ASSIGNMENT » Where a line has odd spacing or punctuation, keep it; transcribe all the entries exactly.

DATA »

::::::::

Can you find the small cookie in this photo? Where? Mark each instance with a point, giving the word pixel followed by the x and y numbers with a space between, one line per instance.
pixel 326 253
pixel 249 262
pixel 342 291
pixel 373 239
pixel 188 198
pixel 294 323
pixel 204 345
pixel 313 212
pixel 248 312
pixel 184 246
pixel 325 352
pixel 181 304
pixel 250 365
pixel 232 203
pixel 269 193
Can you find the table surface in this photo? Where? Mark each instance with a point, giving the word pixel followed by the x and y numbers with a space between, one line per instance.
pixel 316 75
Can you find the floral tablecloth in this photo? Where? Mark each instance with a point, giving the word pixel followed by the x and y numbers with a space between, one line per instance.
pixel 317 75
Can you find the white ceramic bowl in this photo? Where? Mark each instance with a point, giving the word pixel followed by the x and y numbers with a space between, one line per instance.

::::::::

SOLUTION TO THE EXERCISE »
Can you find the small cookie in this photo? Where? Mark each instance with a point, giving the word pixel followed by the x and y numbers with a space between, one line per instance.
pixel 326 253
pixel 249 262
pixel 342 291
pixel 373 239
pixel 188 198
pixel 294 323
pixel 204 345
pixel 313 212
pixel 248 312
pixel 184 246
pixel 325 352
pixel 181 304
pixel 250 365
pixel 232 203
pixel 269 193
Can you find the table surface in this photo? Where? Mark each instance with a point, giving the word pixel followed by the x and y numbers with a space between, one line per instance.
pixel 316 75
Can you find the floral tablecloth in this photo? Where? Mark each instance with a point, giving the word pixel followed by the x and y numbers with a space between, one line per instance.
pixel 317 75
Can you find the white ceramic bowl in this photo? Where? Mark each instance with a point, giving the word pixel followed by the x and y numbers with a space between, one line per instance.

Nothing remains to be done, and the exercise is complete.